:: EXTRAIT D'ENTRETIEN

Evidemment, je suis le premier à dire que nous devrons mieux faire pour améliorer la qualité de vie des Mauriciens, plus particulièrement de la classe moyenne et des personnes qui se trouvent au bas de l’échelle salariale. Et là également, nous avons créé la National Empowerment Foundation (NEF). Des dizaines de milliers de nos concitoyens ont bénéficié du soutien de la NEF, que ce soit des femmes, des jeunes ou des chômeurs. Cela notamment dans le cadre de notre objectif d’éradication de la pauvreté extrême. Une des mesures dont je suis très fier, c’est concernant les tous petits. Des enfants âgés de 3–4 ans qui ne pouvaient pas aller à l’école maternelle parce qu’ils étaient pauvres sont aujourd’hui scolarisés. Nous leur avons offert un repas, nous avons sollicité des adultes pour les accompagner et nous leur avons donné du matériel scolaire. Nous avons réussi, à travers la CRS (Corporate social responsability), à faire de sorte que tous les promoteurs d’IRS payent 200 000 roupies par villa, dans le seul but d’aider les pauvres. Que ce soit au Morne, ou dans la région de Flacq.  La CSR a par ailleurs été rendue obligatoire pour toutes les compagnies profitables. Elles consacrent 2%, de leurs profits après taxe au financement de projets de développement social et environnemental. Prenez l’exemple du Decentralised Coorporation Programme où plusieurs personnes à Maurice comme à Rodrigues ont bénéficié de dons. Beaucoup de progrès malgré une situation de crise au niveau international.

C’est un tableau de l’économie florissante mais comment réagissez-vous lorsque les gens parlent d’érosion du pouvoir d’achat? Leurs attentes ne se résument-elles pas à régler les problèmes du quotidien, plus particulièrement l’alimentation qui constitue une bonne partie du budget familial?

::::

- **SÉRIE DE CONSIGNES**
A. Selon l'extrait d'entretien sur Maurice, quelle somme les promoteurs d'IRS payent-ils par villa ?
B. Condensez en liste le paragraphe de l'extrait d'entretien sur Maurice qui commence par « Evidemment, je suis le premier », sans perdre ses faits principaux.
C. Rédigez la suite de l'extrait d'entretien sur Maurice.
Le matériel fourni n'est pas nécessaire ici.

:: DONNÉES FOURNIES

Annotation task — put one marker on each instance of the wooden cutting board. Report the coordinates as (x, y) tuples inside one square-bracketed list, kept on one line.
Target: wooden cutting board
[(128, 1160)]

::::

- **RÉPONSES SUCCESSIVES**
A. 200 000 roupies par villa.

B.
- Il faut mieux faire pour la qualité de vie des Mauriciens, surtout la classe moyenne et les personnes au bas de l'échelle salariale.
- La National Empowerment Foundation (NEF) a soutenu des dizaines de milliers de citoyens (femmes, jeunes, chômeurs), dans le but d'éradiquer la pauvreté extrême.
- Des enfants pauvres de 3–4 ans sont désormais scolarisés en maternelle : repas, accompagnement par des adultes, matériel scolaire.
- Les promoteurs d'IRS payent 200 000 roupies par villa pour aider les pauvres, au Morne comme dans la région de Flacq.
- La responsabilité sociale des entreprises est obligatoire pour les compagnies profitables : 2 % de leurs profits après taxe financent des projets sociaux et environnementaux.
- Un programme de coopération décentralisée a accordé des dons à des personnes à Maurice et à Rodrigues.
- Beaucoup de progrès ont été faits malgré la crise internationale.

C.
C’est la première fois depuis 15 ans que le gouvernement n’augmente pas la TVA ou la Sales Tax. Tous les gouvernements qui se sont succédé l’ont fait. Nous nous sommes refusé de le faire pour la bonne et simple raison que si vous augmentez la TVA, vous affectez la classe moyenne et les personnes pauvres. L’ancien régime l’a augmenté par 50%, passant de 10% à 12% et de 12% à 15%. Nous avons agi différemment sans rallonger la liste des produits frappés par la TVA, cela pour protéger la population. Il faut que vous le sachiez, nous avons enlevé toute la taxe qui pesait sur les denrées de base sur lesquels il n’y a pas de TVA non plus. Nous avons enlevé toutes les taxes possibles, les Customs Duties, les Import Duties. Et sur la majorité des produits de première nécessité, pas de TVA. Nous avons été plus loin pour soulager la difficulté de la population. Nous avons presque doublé les subsides sur la farine pour éviter la hausse des prix de la farine et du pain. La bouteille de gaz ménager coûte à peu près Rs 550, mais vous la payez à seulement Rs 300, car elle est subventionnée par l’Etat. Nous avons donné le transport gratuit aux veilles personnes et aux étudiants. Un père et une mère de famille avec deux enfants scolarisés savent très bien combien ce que cela représente. C’est le gouvernement qui le paie. Nous avons restauré la pension universelle aux personnes âgées. Le nombre de contribuables a baissé par 50%. L’argent reste donc dans votre poche et vous améliorez ainsi votre pouvoir d’achat. Les autres qui payent la taxe ne payent que 15%. Par ailleurs, nous avons amélioré l’Income Support Programme. 100 000 personnes qui recevaient Rs 40 chacun, touchent maintenant Rs 100.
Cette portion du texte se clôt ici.